> TRY IT: In the copy, include every record below exactly as it appears, but no pictures.

> AVAILABLE DATA:
----------------------------------------

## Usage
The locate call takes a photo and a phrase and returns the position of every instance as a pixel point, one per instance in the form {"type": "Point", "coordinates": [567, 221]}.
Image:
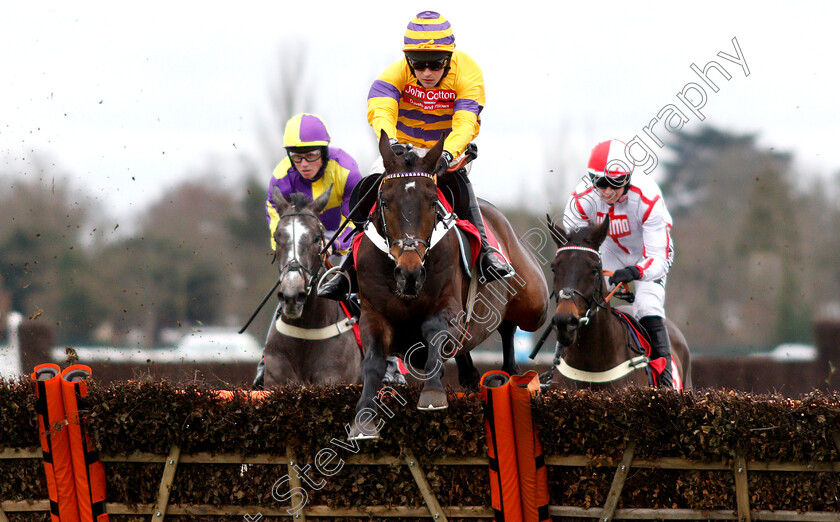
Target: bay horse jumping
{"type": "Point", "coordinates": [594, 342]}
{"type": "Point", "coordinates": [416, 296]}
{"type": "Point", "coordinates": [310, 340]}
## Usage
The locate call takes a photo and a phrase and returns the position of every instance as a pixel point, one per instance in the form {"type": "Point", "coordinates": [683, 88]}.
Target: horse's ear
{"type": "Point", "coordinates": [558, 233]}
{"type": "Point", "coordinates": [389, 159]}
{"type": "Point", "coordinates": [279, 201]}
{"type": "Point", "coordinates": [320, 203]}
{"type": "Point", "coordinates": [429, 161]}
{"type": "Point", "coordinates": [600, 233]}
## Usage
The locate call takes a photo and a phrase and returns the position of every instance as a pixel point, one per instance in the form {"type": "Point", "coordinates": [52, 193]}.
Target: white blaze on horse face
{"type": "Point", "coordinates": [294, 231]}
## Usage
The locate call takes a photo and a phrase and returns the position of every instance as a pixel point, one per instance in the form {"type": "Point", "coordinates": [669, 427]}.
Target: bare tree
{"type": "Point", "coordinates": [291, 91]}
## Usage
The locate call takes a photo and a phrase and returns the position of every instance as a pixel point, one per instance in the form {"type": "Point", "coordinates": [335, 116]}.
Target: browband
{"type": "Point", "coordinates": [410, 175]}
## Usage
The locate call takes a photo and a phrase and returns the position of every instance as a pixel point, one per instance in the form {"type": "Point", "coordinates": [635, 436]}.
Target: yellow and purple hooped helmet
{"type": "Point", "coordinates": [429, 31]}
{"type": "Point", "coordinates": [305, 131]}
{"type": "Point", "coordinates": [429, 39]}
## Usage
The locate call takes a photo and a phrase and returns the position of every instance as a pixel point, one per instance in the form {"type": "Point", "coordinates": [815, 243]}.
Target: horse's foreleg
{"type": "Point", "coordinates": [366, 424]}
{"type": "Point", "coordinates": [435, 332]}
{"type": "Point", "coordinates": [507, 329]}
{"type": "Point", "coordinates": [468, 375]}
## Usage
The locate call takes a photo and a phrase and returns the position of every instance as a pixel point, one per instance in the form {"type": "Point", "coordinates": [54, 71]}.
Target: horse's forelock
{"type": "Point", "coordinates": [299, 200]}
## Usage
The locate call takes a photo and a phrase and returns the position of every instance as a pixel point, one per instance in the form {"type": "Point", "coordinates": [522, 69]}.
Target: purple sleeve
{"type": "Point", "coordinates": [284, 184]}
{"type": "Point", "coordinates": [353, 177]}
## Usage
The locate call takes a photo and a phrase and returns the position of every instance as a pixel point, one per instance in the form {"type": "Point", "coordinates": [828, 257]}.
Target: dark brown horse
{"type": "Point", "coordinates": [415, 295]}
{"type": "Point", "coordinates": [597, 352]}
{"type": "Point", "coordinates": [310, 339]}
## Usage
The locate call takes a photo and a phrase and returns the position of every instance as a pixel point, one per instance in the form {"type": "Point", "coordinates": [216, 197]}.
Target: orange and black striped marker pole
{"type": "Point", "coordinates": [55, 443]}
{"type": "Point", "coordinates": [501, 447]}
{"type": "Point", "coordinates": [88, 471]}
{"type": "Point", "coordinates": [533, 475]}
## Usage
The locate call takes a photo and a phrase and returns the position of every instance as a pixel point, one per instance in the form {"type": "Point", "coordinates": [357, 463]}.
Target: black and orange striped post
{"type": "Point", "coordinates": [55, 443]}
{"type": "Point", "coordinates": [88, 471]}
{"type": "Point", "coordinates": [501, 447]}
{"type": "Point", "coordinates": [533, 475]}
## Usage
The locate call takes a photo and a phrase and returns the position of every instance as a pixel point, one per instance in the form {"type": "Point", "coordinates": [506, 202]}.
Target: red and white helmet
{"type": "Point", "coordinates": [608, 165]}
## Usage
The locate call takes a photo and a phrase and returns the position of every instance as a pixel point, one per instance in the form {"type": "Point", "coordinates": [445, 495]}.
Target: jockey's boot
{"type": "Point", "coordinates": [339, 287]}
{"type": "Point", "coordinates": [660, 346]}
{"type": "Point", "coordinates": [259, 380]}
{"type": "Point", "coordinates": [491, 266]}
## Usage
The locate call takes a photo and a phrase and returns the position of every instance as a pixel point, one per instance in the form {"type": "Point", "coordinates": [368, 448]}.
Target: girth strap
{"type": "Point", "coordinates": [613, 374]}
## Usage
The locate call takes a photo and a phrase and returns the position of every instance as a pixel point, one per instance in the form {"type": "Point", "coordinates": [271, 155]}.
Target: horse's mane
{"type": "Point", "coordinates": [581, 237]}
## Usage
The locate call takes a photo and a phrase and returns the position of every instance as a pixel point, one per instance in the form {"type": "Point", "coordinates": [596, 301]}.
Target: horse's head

----------------------------------------

> ANSWER BELOW:
## Usage
The locate call takes a photo and a phrase and returns the position of every instance as a pixel point, one per instance in the form {"type": "Point", "coordinates": [567, 221]}.
Image:
Target: bay horse jumping
{"type": "Point", "coordinates": [594, 342]}
{"type": "Point", "coordinates": [416, 296]}
{"type": "Point", "coordinates": [310, 340]}
## Usage
The locate call takes a photo and a phrase and returns the position of every instance as a pixel point, one per instance in the form {"type": "Point", "coordinates": [683, 88]}.
Target: horse's ear
{"type": "Point", "coordinates": [558, 233]}
{"type": "Point", "coordinates": [389, 159]}
{"type": "Point", "coordinates": [279, 201]}
{"type": "Point", "coordinates": [320, 203]}
{"type": "Point", "coordinates": [429, 161]}
{"type": "Point", "coordinates": [600, 233]}
## Usage
The locate call takes a photo and a phrase and returns the position of every instance as a pixel point, one per instance in the form {"type": "Point", "coordinates": [52, 193]}.
Target: white blaze on horse face
{"type": "Point", "coordinates": [294, 231]}
## Usage
The locate call takes a photo and a phrase and returns the position of every instance as a pixel point, one per instance in the form {"type": "Point", "coordinates": [669, 427]}.
Target: bare tree
{"type": "Point", "coordinates": [291, 91]}
## Usage
The locate call takes a photo and a phrase and returns the position of every instance as a pixel point, one per instance in the form {"type": "Point", "coordinates": [335, 116]}.
Target: browband
{"type": "Point", "coordinates": [410, 175]}
## Usage
The locate call takes a photo and a phrase and returns the position of every instance as a pixel point, one per instance in the form {"type": "Point", "coordinates": [635, 436]}.
Target: yellow and purple hooped helmet
{"type": "Point", "coordinates": [429, 31]}
{"type": "Point", "coordinates": [305, 131]}
{"type": "Point", "coordinates": [429, 39]}
## Usage
The locate call takes a photo and a phrase and returns the position of every instance as a pixel point, one per instance in the form {"type": "Point", "coordinates": [815, 243]}.
Target: horse's foreleg
{"type": "Point", "coordinates": [366, 424]}
{"type": "Point", "coordinates": [435, 332]}
{"type": "Point", "coordinates": [507, 329]}
{"type": "Point", "coordinates": [468, 375]}
## Usage
The locate call takes a photo and a phrase and returns the position of every instance as a pixel point, one per instance in the form {"type": "Point", "coordinates": [54, 71]}.
Target: horse's forelock
{"type": "Point", "coordinates": [299, 200]}
## Usage
The locate call takes a photo and a phrase and returns the position of every instance as a pixel point, one per instance in the form {"type": "Point", "coordinates": [522, 69]}.
Target: purple sleeve
{"type": "Point", "coordinates": [284, 184]}
{"type": "Point", "coordinates": [353, 177]}
## Usage
The locate call takes a photo and a phrase and returns the position of every instance as a pixel point, one per instance in the form {"type": "Point", "coordinates": [828, 257]}.
Target: dark brown horse
{"type": "Point", "coordinates": [415, 295]}
{"type": "Point", "coordinates": [597, 352]}
{"type": "Point", "coordinates": [310, 339]}
## Usage
The locate call takes a photo and a phrase and returns the position of every instance as a pixel point, one per instance in the form {"type": "Point", "coordinates": [216, 197]}.
Target: orange and black striped marker pole
{"type": "Point", "coordinates": [55, 443]}
{"type": "Point", "coordinates": [501, 447]}
{"type": "Point", "coordinates": [88, 471]}
{"type": "Point", "coordinates": [533, 475]}
## Usage
The locate call takes a photo and a phrase and returns the position of every instance as a pixel point, one per instance in the form {"type": "Point", "coordinates": [357, 463]}.
Target: black and orange striped post
{"type": "Point", "coordinates": [55, 443]}
{"type": "Point", "coordinates": [88, 471]}
{"type": "Point", "coordinates": [501, 447]}
{"type": "Point", "coordinates": [533, 475]}
## Usage
The locate call takes a photo and a phrase and returns the position of every instance as a pixel point, one per instance in the form {"type": "Point", "coordinates": [506, 202]}.
Target: red and white helmet
{"type": "Point", "coordinates": [608, 165]}
## Usage
The locate call takes a photo and a phrase and returns the position of every instance as a pixel point, one per instance in the form {"type": "Point", "coordinates": [445, 495]}.
Target: jockey's boot
{"type": "Point", "coordinates": [339, 287]}
{"type": "Point", "coordinates": [660, 346]}
{"type": "Point", "coordinates": [259, 380]}
{"type": "Point", "coordinates": [491, 266]}
## Usage
The locate call takes a photo and a phrase and returns the position of every instance as a pixel point, one per instance in the form {"type": "Point", "coordinates": [368, 448]}.
Target: girth strap
{"type": "Point", "coordinates": [613, 374]}
## Usage
The locate call takes a photo and a phrase and returns the position of every instance as a pixel point, one per instance in the form {"type": "Point", "coordinates": [271, 155]}.
Target: horse's mane
{"type": "Point", "coordinates": [581, 237]}
## Usage
The locate call takes a photo and a phrase and returns the position of every instance as a pixel point, one per instance in the form {"type": "Point", "coordinates": [596, 301]}.
Target: horse's head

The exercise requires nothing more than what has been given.